## EXERCISE TASK 1
In the Thor review, which two places was the first film's action confined to?
## EXERCISE TASK 2
Reproduce the part of the Thor review that begins at the words "The fact is, the" and stops after the words "all been there.".

## EXTRACT TO READ
▬▬▬
I am disappointed in the disservice done to both Chris Ecclestone and his character, not least because when they announced him I spent two days in a sort of glee-coma unable to say anything except repeat, "Malekith the Accursed.  Dark elf.  Christopher Ecclestone." But things were always going to be difficult post-Avengers. The first Thor had the advantage of being largely encapsulated in its own universe, the action confined to the remote realms of Asgard and New Mexico. Now the Marvel Cinematic Universe's internal public is aware of superheroes, the threat level has to be very finely judged for solo outings because otherwise just, like, call the other Avengers, y'know? And frankly, all the known universes collapsing in Greenwich kind of seems like at least an equivalent level of threat to a leather clad sociopath letting aliens on flying bikes into New York. But whatever, maybe Bruce Banner was on holiday. 

And I suppose things were also always going to be difficult in terms of how to write Loki. After going gloriously and hammily full villain in The Avengers, giving him any kind of arc must necessitate a little backtracking - bringing him home is a start (and let's not forget the moment in The Avengers when Thor tells him he can stop and come home and goddamit it, you can see in his eyes that that would actually maybe be really nice were it not for the whole attempted genocide and mass murder blips) but in The Dark World, it's just done in far too broad brush strokes. This is where the lack of Loki becomes problematic. There's not enough time to make this film what it deserves to be, which is Thor-and-Loki-go-to-family-counselling. I'm not quite sure that the MCU appreciates what it has in Hemsworth and Hiddleston, which is a few dozen gallons of heartbreak and an effortless chemistry. This film feels like it was written for lesser actors, ironed out into Hero and Villain, and yet the Brodinsons of Sassgard*** run away with every scene they're given (in Loki's case, cackling). Hiddleston's least subtle character elicits, weirdly, his most subtle performance,**** doing more acting with his eyes in one scene than there is in the rest of the film combined, and Hemsworth leads the film with lovely sincerity, retaining the streak of self-effacing humour brought out in The Avengers (I mean, thank all the Nordic gods, because the lack thereof in the first film was what sent me running into Loki's mad arms in the first place).

The fact is, the greatest superpower any of these films possess is humanity - that's what gives us the hook to keep us coming back, and is also why Superman movies are doomed to fail in comparison.  Tony Stark has his inner demons, Bruce Banner has his rage issues, Steve Rogers is a good man in a bewilderingly and increasingly complicated world, and Thor has a dysfunctional family. It's even ironic, maybe, that the most ridiculous Avenger (space-god-thing-with-science-magic) has the most affecting and, dare I say it, relatable backstory. Not so much with the frost giants, obviously, but the fuck-up sibling and the inability to ever really give up on family when they're threatening to take over the world that your signifiant other lives on, well, we've all been there.
▬▬▬
## DATASET CONTENT
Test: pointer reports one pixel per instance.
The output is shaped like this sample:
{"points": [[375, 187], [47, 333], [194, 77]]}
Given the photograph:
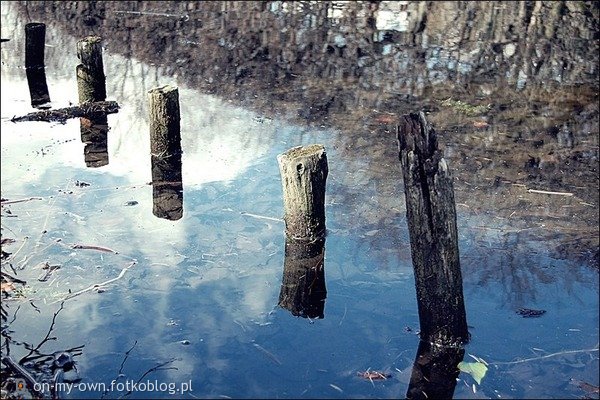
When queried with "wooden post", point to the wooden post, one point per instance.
{"points": [[35, 38], [165, 132], [91, 81], [165, 149], [303, 175], [434, 372], [94, 135], [167, 187], [38, 87], [303, 289], [431, 215]]}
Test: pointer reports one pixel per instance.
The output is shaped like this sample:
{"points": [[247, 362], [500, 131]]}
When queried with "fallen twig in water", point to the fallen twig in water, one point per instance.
{"points": [[97, 285], [87, 110], [262, 217], [545, 356], [548, 192], [47, 338], [30, 381], [91, 247]]}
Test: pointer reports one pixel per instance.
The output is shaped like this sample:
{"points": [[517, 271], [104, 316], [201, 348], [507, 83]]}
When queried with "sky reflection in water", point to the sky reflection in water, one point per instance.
{"points": [[213, 277]]}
▬▬▬
## OUTPUT 1
Asgard and New Mexico.

## OUTPUT 2
The fact is, the greatest superpower any of these films possess is humanity - that's what gives us the hook to keep us coming back, and is also why Superman movies are doomed to fail in comparison.  Tony Stark has his inner demons, Bruce Banner has his rage issues, Steve Rogers is a good man in a bewilderingly and increasingly complicated world, and Thor has a dysfunctional family. It's even ironic, maybe, that the most ridiculous Avenger (space-god-thing-with-science-magic) has the most affecting and, dare I say it, relatable backstory. Not so much with the frost giants, obviously, but the fuck-up sibling and the inability to ever really give up on family when they're threatening to take over the world that your signifiant other lives on, well, we've all been there.